[Opening Supplied data section]
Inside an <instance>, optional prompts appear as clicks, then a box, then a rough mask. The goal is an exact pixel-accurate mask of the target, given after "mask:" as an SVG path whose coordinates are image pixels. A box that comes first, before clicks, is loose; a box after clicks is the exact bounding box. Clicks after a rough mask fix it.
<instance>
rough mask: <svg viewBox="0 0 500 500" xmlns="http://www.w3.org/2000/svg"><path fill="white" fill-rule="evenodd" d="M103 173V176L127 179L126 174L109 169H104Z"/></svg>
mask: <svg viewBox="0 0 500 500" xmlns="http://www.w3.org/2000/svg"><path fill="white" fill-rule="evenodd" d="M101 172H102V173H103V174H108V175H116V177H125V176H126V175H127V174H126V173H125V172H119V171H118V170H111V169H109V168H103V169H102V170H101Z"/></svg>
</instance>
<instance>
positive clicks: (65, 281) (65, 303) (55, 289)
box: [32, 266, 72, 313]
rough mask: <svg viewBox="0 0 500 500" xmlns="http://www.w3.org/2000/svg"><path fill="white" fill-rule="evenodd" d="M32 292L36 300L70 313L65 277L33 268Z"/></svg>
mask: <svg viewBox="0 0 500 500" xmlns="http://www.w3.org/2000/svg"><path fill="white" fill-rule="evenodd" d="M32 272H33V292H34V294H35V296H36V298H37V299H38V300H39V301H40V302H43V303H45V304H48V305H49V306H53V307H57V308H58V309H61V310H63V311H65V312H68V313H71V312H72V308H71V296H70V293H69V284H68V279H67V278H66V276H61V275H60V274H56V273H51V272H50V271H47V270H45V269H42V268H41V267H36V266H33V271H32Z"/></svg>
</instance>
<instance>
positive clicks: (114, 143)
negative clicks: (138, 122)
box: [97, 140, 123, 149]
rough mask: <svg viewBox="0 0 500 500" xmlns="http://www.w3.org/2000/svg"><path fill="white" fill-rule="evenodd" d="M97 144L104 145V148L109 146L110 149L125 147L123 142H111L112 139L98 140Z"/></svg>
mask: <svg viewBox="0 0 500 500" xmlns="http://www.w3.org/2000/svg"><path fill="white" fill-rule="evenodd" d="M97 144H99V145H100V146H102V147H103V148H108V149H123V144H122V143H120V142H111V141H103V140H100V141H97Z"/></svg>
[Closing Supplied data section]
Assignment: Reproduce the data in full, exactly as presented.

Completed task:
Inside an <instance>, optional prompts appear as clicks, then a box, then a rough mask. The goal is an exact pixel-accurate mask of the target, given after "mask:" as an SVG path whose coordinates are image pixels. A box that comes first, before clicks, is loose; a box after clicks is the exact bounding box. Clicks after a rough mask fix it.
<instance>
rough mask: <svg viewBox="0 0 500 500" xmlns="http://www.w3.org/2000/svg"><path fill="white" fill-rule="evenodd" d="M103 173V176L127 179L126 174L109 169H104Z"/></svg>
mask: <svg viewBox="0 0 500 500" xmlns="http://www.w3.org/2000/svg"><path fill="white" fill-rule="evenodd" d="M101 172H102V173H103V174H108V175H116V177H125V176H126V175H127V174H126V173H125V172H119V171H118V170H111V169H109V168H103V169H102V170H101Z"/></svg>
</instance>
<instance>
positive clicks: (65, 281) (65, 303) (55, 289)
box: [32, 266, 72, 313]
rough mask: <svg viewBox="0 0 500 500" xmlns="http://www.w3.org/2000/svg"><path fill="white" fill-rule="evenodd" d="M32 292L36 300L70 313L65 277L33 268Z"/></svg>
mask: <svg viewBox="0 0 500 500" xmlns="http://www.w3.org/2000/svg"><path fill="white" fill-rule="evenodd" d="M32 272H33V292H34V294H35V296H36V298H37V299H38V300H39V301H40V302H43V303H45V304H48V305H49V306H53V307H57V308H58V309H61V310H63V311H65V312H68V313H71V312H72V308H71V296H70V293H69V284H68V279H67V278H66V276H61V275H60V274H56V273H51V272H50V271H47V270H45V269H42V268H41V267H36V266H33V271H32Z"/></svg>
</instance>
<instance>
positive clicks: (114, 143)
negative clicks: (138, 122)
box: [97, 140, 123, 149]
rough mask: <svg viewBox="0 0 500 500" xmlns="http://www.w3.org/2000/svg"><path fill="white" fill-rule="evenodd" d="M97 144L104 145V148L109 146L110 149L125 147L123 142H111L112 139L98 140Z"/></svg>
mask: <svg viewBox="0 0 500 500" xmlns="http://www.w3.org/2000/svg"><path fill="white" fill-rule="evenodd" d="M97 144H99V145H100V146H102V147H103V148H108V149H123V144H122V143H120V142H111V141H103V140H100V141H97Z"/></svg>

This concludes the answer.